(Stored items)
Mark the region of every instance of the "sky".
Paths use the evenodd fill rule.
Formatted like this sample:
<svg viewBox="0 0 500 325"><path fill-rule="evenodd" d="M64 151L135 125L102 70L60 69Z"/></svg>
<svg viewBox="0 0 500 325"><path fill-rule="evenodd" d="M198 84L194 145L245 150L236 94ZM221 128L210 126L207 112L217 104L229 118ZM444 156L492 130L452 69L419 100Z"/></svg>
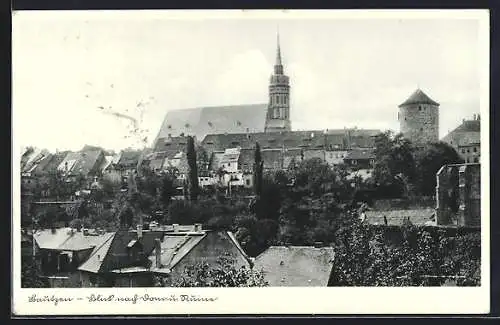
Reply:
<svg viewBox="0 0 500 325"><path fill-rule="evenodd" d="M150 145L169 110L266 103L278 29L293 129L398 131L397 107L417 88L441 104L440 136L479 113L479 21L384 17L17 12L14 137L120 150Z"/></svg>

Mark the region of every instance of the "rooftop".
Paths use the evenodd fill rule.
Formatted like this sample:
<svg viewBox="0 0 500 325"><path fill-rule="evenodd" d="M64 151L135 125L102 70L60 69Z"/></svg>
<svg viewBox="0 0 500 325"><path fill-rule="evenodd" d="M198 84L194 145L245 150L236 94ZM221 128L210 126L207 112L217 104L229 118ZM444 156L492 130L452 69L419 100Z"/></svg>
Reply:
<svg viewBox="0 0 500 325"><path fill-rule="evenodd" d="M271 246L255 259L273 287L326 287L332 272L332 247Z"/></svg>
<svg viewBox="0 0 500 325"><path fill-rule="evenodd" d="M372 225L402 226L405 219L414 225L429 226L436 224L436 211L434 209L366 211L366 222Z"/></svg>
<svg viewBox="0 0 500 325"><path fill-rule="evenodd" d="M421 89L415 90L407 100L405 100L399 107L413 104L430 104L439 106L439 103L433 101L429 96L427 96Z"/></svg>

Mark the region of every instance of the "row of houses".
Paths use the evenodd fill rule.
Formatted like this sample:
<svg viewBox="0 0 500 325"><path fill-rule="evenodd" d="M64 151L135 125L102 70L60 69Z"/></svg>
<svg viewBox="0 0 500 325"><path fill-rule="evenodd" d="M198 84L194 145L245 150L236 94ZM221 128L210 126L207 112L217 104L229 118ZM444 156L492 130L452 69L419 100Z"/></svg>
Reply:
<svg viewBox="0 0 500 325"><path fill-rule="evenodd" d="M174 285L186 267L215 266L221 256L263 270L271 286L327 286L331 247L270 247L250 258L228 231L201 225L169 225L117 232L86 229L39 230L32 236L32 258L51 287L150 287Z"/></svg>
<svg viewBox="0 0 500 325"><path fill-rule="evenodd" d="M89 188L96 177L107 175L117 180L127 177L137 168L142 154L140 150L113 154L93 146L85 146L77 152L56 153L29 147L23 150L21 156L21 180L24 186L30 188L35 183L48 182L50 176L58 175L66 182L82 180L83 187Z"/></svg>
<svg viewBox="0 0 500 325"><path fill-rule="evenodd" d="M288 170L308 159L321 161L337 166L345 164L355 174L367 177L374 165L374 153L371 148L329 151L324 149L279 148L261 149L264 171ZM179 178L185 178L188 173L186 155L183 151L177 153L156 152L146 158L149 166L155 172L175 168ZM206 169L199 170L200 186L211 186L221 182L224 186L252 187L252 173L255 162L254 148L226 148L211 151Z"/></svg>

**What to work on**. Retype every record above exactly as written, but leave out the pictures.

**Answer section**.
Mark the region of every instance of the "sky".
Paths use the evenodd fill rule.
Formatted like this sample:
<svg viewBox="0 0 500 325"><path fill-rule="evenodd" d="M64 151L135 125L102 70L60 69Z"/></svg>
<svg viewBox="0 0 500 325"><path fill-rule="evenodd" d="M198 84L194 145L245 150L236 94ZM221 128L210 126L207 112L217 104L229 118ZM444 156L492 130L452 69L419 100Z"/></svg>
Reply:
<svg viewBox="0 0 500 325"><path fill-rule="evenodd" d="M150 145L169 110L266 103L278 29L293 129L398 131L397 107L417 88L441 104L440 136L479 113L479 21L384 17L17 12L14 137L120 150Z"/></svg>

Mark the region of every instance of the "rooftop".
Paths use the evenodd fill rule.
Formatted like this sample:
<svg viewBox="0 0 500 325"><path fill-rule="evenodd" d="M64 151L135 125L102 70L60 69Z"/></svg>
<svg viewBox="0 0 500 325"><path fill-rule="evenodd" d="M198 84L194 145L245 150L236 94ZM221 128L210 126L207 112L217 104L229 118ZM444 156L492 130L452 69L419 100Z"/></svg>
Reply:
<svg viewBox="0 0 500 325"><path fill-rule="evenodd" d="M271 246L255 259L273 287L326 287L332 272L332 247Z"/></svg>
<svg viewBox="0 0 500 325"><path fill-rule="evenodd" d="M372 225L402 226L405 219L414 225L429 226L436 224L436 211L434 209L366 211L366 222Z"/></svg>
<svg viewBox="0 0 500 325"><path fill-rule="evenodd" d="M421 89L415 90L407 100L405 100L399 107L413 104L430 104L439 106L439 103L433 101L429 96L427 96Z"/></svg>

Mark the region of every instance of the "row of houses".
Paths use the evenodd fill rule.
Formatted like this sample:
<svg viewBox="0 0 500 325"><path fill-rule="evenodd" d="M64 151L135 125L102 70L60 69Z"/></svg>
<svg viewBox="0 0 500 325"><path fill-rule="evenodd" d="M198 84L194 145L245 150L236 94ZM221 128L210 126L207 112L217 104L229 118ZM444 156L492 130L452 69L419 100Z"/></svg>
Reply:
<svg viewBox="0 0 500 325"><path fill-rule="evenodd" d="M174 285L186 267L215 266L221 256L263 270L271 286L327 286L331 247L270 247L250 258L228 231L201 225L169 225L117 232L86 229L39 230L32 236L32 258L51 287L150 287Z"/></svg>
<svg viewBox="0 0 500 325"><path fill-rule="evenodd" d="M89 188L96 177L107 175L117 180L127 177L137 168L142 154L140 150L113 154L93 146L85 146L77 152L56 153L29 147L23 150L21 156L21 180L24 186L30 188L35 183L48 182L50 176L58 175L66 182L82 180L83 187Z"/></svg>
<svg viewBox="0 0 500 325"><path fill-rule="evenodd" d="M288 170L308 159L321 161L337 166L345 164L355 174L367 177L374 165L374 153L371 148L329 151L324 149L279 148L261 149L264 171ZM179 178L185 178L188 173L186 155L183 151L177 153L156 152L146 158L149 166L155 172L175 168ZM206 169L199 170L200 186L211 186L221 182L224 186L252 187L252 173L255 162L254 148L226 148L211 151Z"/></svg>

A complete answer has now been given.